--- Start Records for processing ---
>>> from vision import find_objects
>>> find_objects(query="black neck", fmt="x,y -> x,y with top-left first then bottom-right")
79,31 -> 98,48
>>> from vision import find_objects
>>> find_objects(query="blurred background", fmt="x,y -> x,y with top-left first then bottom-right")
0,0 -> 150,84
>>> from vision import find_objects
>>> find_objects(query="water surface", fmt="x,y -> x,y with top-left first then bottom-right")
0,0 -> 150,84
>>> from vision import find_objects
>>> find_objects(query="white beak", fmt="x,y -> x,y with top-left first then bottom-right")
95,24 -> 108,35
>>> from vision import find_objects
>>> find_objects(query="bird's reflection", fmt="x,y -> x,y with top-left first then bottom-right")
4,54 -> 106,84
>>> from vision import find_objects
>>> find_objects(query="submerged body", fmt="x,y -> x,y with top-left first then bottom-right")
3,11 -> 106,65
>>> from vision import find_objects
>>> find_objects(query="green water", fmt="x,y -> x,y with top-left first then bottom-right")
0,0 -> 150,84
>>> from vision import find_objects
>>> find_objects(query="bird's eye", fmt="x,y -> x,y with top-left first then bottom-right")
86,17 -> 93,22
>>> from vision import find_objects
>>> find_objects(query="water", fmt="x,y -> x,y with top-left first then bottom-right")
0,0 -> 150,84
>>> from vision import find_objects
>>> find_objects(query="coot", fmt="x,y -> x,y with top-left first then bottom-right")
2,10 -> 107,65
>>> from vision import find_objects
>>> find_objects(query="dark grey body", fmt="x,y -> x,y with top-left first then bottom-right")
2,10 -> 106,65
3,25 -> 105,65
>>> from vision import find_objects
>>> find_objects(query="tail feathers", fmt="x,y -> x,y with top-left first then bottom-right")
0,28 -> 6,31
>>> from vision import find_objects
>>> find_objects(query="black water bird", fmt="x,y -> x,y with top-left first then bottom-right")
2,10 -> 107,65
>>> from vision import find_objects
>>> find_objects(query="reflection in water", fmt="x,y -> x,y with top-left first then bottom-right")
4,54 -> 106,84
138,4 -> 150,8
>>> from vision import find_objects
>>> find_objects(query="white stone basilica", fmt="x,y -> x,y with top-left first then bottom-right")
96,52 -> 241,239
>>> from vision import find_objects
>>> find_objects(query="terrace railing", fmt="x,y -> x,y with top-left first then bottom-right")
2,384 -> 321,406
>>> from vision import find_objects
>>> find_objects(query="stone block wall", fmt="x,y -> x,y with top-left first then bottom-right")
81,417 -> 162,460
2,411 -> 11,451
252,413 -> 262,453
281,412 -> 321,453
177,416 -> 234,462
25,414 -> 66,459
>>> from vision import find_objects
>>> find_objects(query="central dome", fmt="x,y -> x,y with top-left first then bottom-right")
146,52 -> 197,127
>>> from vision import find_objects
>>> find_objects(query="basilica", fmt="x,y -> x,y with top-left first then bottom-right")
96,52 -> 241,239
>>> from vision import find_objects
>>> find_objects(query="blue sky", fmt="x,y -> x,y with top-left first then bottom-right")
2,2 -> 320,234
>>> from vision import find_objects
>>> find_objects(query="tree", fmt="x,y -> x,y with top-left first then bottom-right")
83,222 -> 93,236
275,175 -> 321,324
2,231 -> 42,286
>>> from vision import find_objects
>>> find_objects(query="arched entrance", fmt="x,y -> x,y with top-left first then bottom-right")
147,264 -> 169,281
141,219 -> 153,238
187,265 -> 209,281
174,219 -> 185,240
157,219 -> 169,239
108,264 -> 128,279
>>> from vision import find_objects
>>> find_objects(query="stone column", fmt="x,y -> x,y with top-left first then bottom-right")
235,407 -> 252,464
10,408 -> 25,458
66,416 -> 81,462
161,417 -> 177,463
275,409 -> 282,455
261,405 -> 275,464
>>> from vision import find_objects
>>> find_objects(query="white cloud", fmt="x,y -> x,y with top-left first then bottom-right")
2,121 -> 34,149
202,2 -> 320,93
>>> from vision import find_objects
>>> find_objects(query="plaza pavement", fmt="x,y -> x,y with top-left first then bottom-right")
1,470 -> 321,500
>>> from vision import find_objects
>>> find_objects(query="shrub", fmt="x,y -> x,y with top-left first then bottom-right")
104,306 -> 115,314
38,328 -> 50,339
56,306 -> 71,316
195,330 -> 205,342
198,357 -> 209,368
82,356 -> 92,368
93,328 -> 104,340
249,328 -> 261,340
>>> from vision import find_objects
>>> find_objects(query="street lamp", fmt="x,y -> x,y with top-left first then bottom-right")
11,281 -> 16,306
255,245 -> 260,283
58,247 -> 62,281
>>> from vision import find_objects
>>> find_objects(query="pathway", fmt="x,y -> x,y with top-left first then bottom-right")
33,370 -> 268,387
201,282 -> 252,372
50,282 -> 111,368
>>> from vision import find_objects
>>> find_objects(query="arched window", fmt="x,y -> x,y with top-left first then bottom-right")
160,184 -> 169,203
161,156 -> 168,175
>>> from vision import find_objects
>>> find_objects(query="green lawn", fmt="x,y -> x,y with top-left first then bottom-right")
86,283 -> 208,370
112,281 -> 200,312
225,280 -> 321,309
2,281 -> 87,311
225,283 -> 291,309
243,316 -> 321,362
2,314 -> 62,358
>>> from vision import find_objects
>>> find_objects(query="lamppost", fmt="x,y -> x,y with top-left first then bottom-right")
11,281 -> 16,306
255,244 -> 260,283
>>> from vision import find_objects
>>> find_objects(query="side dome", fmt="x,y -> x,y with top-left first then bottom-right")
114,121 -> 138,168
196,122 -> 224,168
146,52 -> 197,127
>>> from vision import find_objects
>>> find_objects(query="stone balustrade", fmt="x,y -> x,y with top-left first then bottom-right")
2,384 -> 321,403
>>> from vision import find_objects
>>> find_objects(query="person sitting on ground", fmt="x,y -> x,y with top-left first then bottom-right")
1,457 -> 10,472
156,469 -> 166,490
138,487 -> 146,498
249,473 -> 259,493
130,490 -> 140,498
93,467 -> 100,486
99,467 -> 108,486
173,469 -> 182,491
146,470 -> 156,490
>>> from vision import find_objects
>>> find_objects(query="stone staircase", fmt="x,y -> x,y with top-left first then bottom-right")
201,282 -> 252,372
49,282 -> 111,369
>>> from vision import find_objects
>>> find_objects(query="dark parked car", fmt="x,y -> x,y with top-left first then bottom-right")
--- End Records for processing ---
■ Do this: Lay out as a numbered list every line from the first one through the line that contains "95,24 -> 108,35", both included, and leave out any blank lines.

■ Answer to this exercise:
1. >>> from vision import find_objects
2. >>> find_objects(query="black neck", fmt="x,y -> x,y with top-left first then bottom-right")
3. 79,31 -> 98,48
4. >>> from vision import find_objects
5. >>> find_objects(query="blurred background", fmt="x,y -> x,y with top-left first then bottom-right")
6. 0,0 -> 150,84
7. >>> from vision import find_objects
8. >>> find_objects(query="water surface", fmt="x,y -> x,y with top-left first then bottom-right")
9. 0,0 -> 150,84
10. >>> from vision import find_objects
11. >>> find_objects(query="white beak", fmt="x,y -> x,y with top-left first then bottom-right")
12. 95,24 -> 108,35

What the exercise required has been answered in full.